* **Requirement**:
Edit the stretch of rows from the one containing "Mark the black" through the one containing "pixel 301 93", replacing "metal" with "steel" and keeping everything else the same. Return only those rows.

* **Data shown**:
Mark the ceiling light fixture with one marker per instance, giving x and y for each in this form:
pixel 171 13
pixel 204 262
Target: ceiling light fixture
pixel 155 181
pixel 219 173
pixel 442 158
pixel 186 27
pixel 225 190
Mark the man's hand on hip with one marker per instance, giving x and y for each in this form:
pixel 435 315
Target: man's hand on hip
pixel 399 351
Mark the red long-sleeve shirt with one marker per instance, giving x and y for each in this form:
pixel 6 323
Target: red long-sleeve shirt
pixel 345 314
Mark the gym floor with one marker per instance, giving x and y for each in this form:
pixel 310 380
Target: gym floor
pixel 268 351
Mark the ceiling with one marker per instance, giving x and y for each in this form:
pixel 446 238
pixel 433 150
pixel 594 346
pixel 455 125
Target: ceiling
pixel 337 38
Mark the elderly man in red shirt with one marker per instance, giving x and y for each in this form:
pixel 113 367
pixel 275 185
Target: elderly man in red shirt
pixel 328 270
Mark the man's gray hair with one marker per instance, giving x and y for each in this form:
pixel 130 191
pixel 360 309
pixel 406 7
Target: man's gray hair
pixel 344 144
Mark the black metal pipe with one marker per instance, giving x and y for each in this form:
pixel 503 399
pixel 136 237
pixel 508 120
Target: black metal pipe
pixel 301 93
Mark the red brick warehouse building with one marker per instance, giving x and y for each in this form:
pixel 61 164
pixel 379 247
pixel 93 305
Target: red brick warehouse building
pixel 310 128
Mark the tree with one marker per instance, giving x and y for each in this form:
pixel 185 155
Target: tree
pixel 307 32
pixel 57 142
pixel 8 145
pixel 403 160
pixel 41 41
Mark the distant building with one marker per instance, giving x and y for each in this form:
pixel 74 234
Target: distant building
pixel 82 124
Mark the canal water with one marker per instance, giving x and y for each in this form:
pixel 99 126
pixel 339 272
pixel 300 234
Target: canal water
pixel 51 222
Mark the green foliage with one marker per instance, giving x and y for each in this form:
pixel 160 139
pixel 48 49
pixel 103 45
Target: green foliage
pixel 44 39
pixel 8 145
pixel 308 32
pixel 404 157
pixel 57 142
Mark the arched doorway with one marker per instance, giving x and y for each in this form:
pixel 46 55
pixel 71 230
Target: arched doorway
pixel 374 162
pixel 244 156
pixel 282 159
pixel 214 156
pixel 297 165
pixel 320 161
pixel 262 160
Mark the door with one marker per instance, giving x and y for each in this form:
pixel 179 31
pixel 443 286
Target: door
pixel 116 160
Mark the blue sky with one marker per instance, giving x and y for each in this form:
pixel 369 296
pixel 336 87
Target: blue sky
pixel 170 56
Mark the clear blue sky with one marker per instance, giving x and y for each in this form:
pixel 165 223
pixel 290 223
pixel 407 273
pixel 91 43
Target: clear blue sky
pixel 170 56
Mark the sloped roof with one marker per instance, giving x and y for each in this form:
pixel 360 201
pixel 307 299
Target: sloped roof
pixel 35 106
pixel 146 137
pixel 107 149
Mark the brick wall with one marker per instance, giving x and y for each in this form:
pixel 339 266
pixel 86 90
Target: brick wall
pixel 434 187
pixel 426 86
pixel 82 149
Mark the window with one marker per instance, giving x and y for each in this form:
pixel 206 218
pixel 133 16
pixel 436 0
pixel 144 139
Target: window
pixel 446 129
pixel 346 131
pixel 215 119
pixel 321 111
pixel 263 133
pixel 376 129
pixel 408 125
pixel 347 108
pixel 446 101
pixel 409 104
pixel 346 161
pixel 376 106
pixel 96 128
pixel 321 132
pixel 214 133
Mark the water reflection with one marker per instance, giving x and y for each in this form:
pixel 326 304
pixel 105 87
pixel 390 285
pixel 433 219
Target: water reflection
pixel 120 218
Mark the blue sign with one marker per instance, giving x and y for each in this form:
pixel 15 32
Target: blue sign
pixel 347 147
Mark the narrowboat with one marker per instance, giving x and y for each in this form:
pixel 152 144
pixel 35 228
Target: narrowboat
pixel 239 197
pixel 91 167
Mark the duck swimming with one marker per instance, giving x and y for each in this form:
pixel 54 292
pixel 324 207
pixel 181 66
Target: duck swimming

* **Solution for this exercise**:
Mark the black steel pipe with one marker per instance, giving x and y for each in this form:
pixel 503 399
pixel 136 237
pixel 508 120
Target: black steel pipe
pixel 301 93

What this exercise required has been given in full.